Copy every record word for word.

▶ **EXERCISE MATERIAL**
[start]
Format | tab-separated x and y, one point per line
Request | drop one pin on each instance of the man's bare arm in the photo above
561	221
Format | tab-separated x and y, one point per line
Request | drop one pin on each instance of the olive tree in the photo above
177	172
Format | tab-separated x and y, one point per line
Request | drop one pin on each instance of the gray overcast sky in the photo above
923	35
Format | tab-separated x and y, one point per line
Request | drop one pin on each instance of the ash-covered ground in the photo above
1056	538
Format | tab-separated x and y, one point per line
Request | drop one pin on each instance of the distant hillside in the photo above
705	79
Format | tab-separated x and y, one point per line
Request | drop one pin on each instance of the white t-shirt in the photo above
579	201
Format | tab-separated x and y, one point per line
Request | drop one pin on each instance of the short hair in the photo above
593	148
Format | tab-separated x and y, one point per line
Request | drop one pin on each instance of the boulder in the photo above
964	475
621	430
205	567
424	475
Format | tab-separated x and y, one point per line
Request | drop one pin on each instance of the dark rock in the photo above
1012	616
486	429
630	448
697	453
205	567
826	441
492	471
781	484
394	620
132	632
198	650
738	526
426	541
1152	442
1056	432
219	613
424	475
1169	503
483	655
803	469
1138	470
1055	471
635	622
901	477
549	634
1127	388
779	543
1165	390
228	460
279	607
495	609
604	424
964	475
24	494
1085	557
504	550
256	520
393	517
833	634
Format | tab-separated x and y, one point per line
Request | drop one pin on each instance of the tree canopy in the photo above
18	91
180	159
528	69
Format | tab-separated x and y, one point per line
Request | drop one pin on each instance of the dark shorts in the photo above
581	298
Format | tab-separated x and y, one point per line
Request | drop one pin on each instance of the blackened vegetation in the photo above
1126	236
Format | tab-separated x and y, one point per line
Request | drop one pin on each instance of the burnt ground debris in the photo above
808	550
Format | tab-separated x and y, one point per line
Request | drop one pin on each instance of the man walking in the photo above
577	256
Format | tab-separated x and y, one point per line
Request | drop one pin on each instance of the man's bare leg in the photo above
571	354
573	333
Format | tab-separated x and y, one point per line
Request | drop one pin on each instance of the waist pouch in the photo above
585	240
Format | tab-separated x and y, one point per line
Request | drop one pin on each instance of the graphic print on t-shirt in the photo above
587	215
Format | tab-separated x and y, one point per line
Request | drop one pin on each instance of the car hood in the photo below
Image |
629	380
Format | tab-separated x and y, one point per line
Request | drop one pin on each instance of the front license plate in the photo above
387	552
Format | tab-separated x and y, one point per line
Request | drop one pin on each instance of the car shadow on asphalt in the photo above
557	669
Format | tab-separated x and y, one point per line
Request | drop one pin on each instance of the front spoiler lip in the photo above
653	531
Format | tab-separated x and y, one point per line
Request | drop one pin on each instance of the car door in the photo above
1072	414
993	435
[end]
▶ **SOLUTION**
Format | tab-separated x and y, one point per line
Request | drop one pin on each instance of the man's bare arm in the photo above
561	221
Format | tab-separated x and y, one point per line
Request | drop one pin on each instance of the olive tree in the photo above
177	172
Format | tab-separated x and y, one point per line
Request | drop one pin on each instance of the gray overcast sky in the photo above
923	35
Format | tab-separated x and y, one point per line
Request | drop one pin on each instance of the ash-covered ground in the photo above
1056	538
Format | tab-separated x and y, one point per line
Request | drop one pin on each instance of the distant hillside in the photo above
705	79
Format | tab-separated x and y, one point per line
Request | drop one pin on each instance of the white t-shirt in the photo above
579	201
Format | tab-separated x and y, one point per line
Request | drop one pin on each instance of the short hair in the photo above
593	148
Format | tab-separated x and y, one point per line
Request | drop one pin on each instance of the boulder in the photo above
964	475
621	430
205	567
424	475
Format | tab-separated x and y, one point per line
Request | drop one pin on each instance of the dark rock in the photo above
1012	616
486	429
630	448
697	453
205	567
826	441
492	471
781	484
394	620
132	632
198	650
738	526
426	541
1152	442
1056	432
219	613
424	475
1169	503
483	655
803	469
1138	470
1055	471
635	622
901	477
549	634
1127	388
779	543
1165	390
228	460
279	607
495	609
604	424
964	475
24	494
1085	557
504	550
256	520
393	517
833	634
Format | tab-separated x and y, one point per line
Request | drop one pin on each instance of the tree canopy in the photo above
18	91
180	159
528	69
Format | tab-separated x and y, one point per line
Request | drop one pin on each instance of the dark shorts in the photo above
581	298
Format | tab-separated x and y, one point per line
Request | drop one pin on each instance of the blackened vegetation in the photo above
1126	236
Format | tab-separated x and y, one point per line
Request | drop one pin on each instance of the burnt ground debris in the photo above
808	550
Format | tab-separated x and y, one point per line
Request | drop one pin on each instance of the man walking in the photo above
577	256
Format | tab-separated x and y, one point per line
Request | drop one pin on each instance of the man's bare leg in the photo above
571	354
573	333
Format | tab-separated x and y, one point per line
Request | drop one pin on each instance of the waist pouch in the photo above
585	240
Format | tab-separated x and y, one point per line
Request | drop one pin on each instance of the graphic print on t-shirt in the photo above
587	215
Format | tab-separated x and y, one point per line
Request | drop one pin on each instance of the car hood in the photo below
Image |
629	380
Format | tab-separated x and y, one point per line
Request | drop one pin on each instance of the front license plate in the photo above
387	552
Format | tab-separated x and y, one point per line
Request | drop one pin on each instance of the car shadow on asphalt in the photo above
557	669
Format | tab-separated x and y, one point per line
Request | drop one pin on each instance of the front spoiler lip in the photo above
653	531
Format | tab-separated x and y, one point per line
Request | drop one pin on each instance of the car door in the photo above
1072	414
993	435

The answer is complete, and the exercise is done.